Point localization data
###
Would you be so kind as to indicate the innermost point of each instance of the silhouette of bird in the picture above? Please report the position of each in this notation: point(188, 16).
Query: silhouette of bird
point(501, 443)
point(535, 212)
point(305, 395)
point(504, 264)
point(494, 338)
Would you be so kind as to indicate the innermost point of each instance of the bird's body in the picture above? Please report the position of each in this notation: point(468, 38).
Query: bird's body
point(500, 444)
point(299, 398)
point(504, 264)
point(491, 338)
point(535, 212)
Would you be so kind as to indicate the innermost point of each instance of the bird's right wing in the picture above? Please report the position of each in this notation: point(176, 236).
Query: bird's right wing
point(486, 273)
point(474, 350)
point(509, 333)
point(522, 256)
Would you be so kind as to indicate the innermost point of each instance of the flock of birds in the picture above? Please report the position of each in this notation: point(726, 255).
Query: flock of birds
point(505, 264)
###
__WORK TO BE COMPLETED__
Set all of the records down again, exactly as they stand.

__ANSWER FOR THE TASK__
Would you be so kind as to indicate the innermost point of each instance of the silhouette of bird in the picture above? Please report the position of each in this notation: point(188, 16).
Query: silhouette of bird
point(501, 443)
point(535, 212)
point(305, 395)
point(504, 264)
point(494, 338)
Would you be so kind as to indicate the innermost point of each instance of the bird's body in the picture above? Please report the position of each in this notation: point(468, 38).
Query: bird's body
point(500, 444)
point(299, 398)
point(504, 264)
point(491, 338)
point(535, 212)
Would you be so kind as to indicate the innermost point of each instance of the bird's right wing in the picture above? Please report the position of each in this notation: point(176, 236).
Query: bird's right wing
point(486, 273)
point(474, 350)
point(509, 333)
point(522, 256)
Would you be so kind as to indicate the innermost point of each instance of the flock of birds in the picture above? Please report the position of each in this notation: point(726, 255).
Query: flock of birds
point(505, 264)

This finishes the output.